_Trecho da página_:
********************
A era informacional e a democratização do acesso aos meios de comunicação multidirecionais e dinâmicos, como a internet, tem destacado a inclinação de boa parte das pessoas por acreditar em versões e informações que reforçam suas crenças e convicções pessoais, mesmo que isso contrarie evidências científicas e teses apresentadas por especialistas, centros de pesquisa e a comunidade científica internacional.
Estudos e evidências geológicas sustentam, por exemplo, que 450 milhões de anos atrás a Terra passava pelo período Ordoviciano, quando a vida se resumia a animais invertebrados e algas marinhas povoando oceanos, essencialmente. Não havia floresta Amazônica e muito menos qualquer forma de vida sequer parecida com a humanidade. Os dinossauros e os mamíferos primitivos (muito diferentes dos atuais) surgiriam só 200 milhões de anos mais tarde.
A título de comparação, algumas das mais antigas civilizações humanas (Maias, Hindus, Gregos, Mesopotâmicos e Egípcios) datam de cerca de 5 mil anos atrás (mil mesmo, não milhões). As datas estimadas se baseiam em testes que analisam a composição físico-química de fósseis e materiais encontrados em sítios arqueológicos, datados a partir dos padrões de decaimento radioativo de elementos como o carbono. Mas nada disso importa para quem está convencido (e cego) sobre aquilo que deseja ouvir.
********************
_Tarefa_: Reproduza o trecho sobre crenças e evidências científicas a partir de "A era informacional" e seguindo até "comunidade científica internacional.", substituindo "internet" por "rede mundial de computadores".

_Dados fornecidos_:
********************
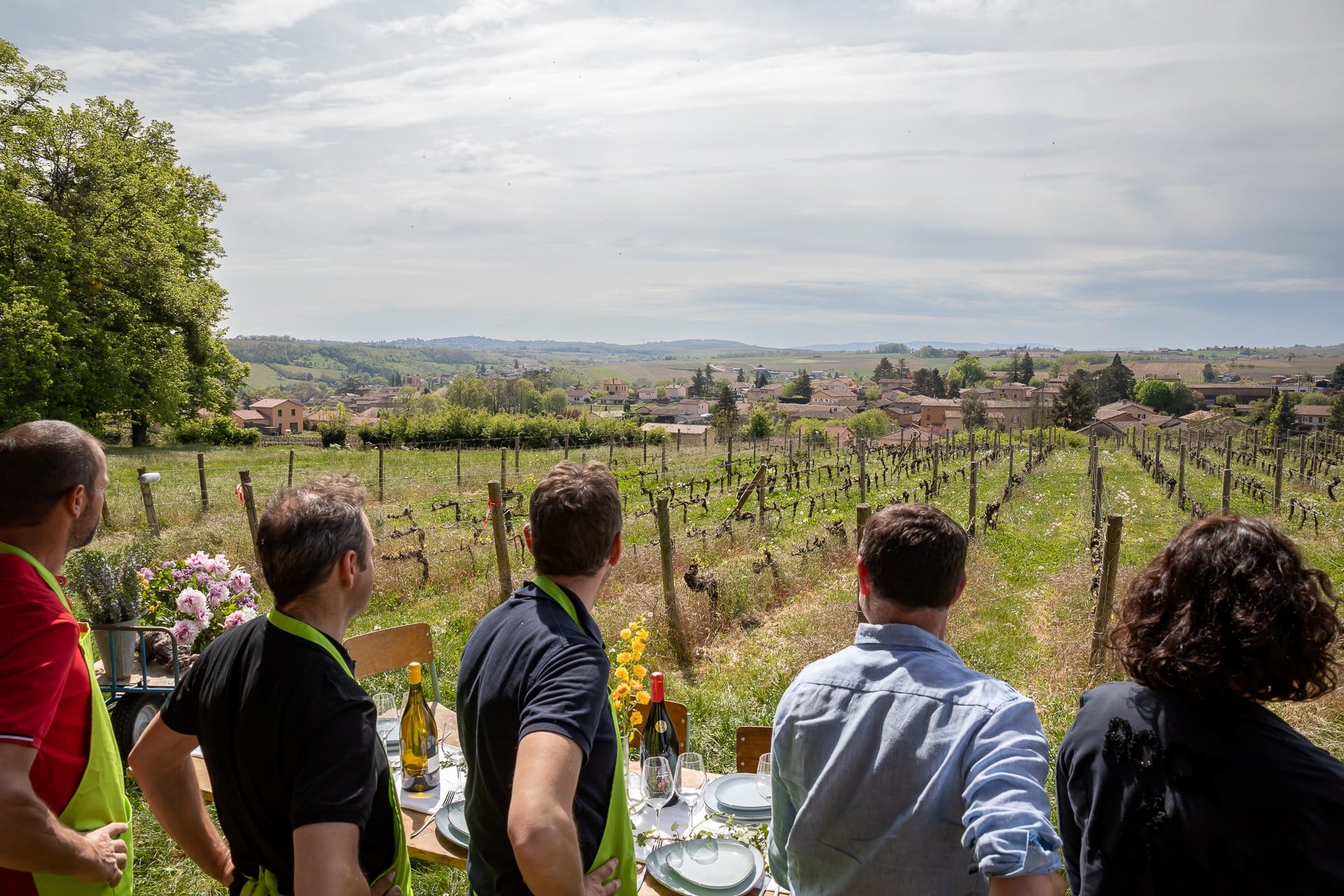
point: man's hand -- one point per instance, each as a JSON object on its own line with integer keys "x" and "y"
********************
_Resposta_:
A era informacional e a democratização do acesso aos meios de comunicação multidirecionais e dinâmicos, como a rede mundial de computadores, tem destacado a inclinação de boa parte das pessoas por acreditar em versões e informações que reforçam suas crenças e convicções pessoais, mesmo que isso contrarie evidências científicas e teses apresentadas por especialistas, centros de pesquisa e a comunidade científica internacional.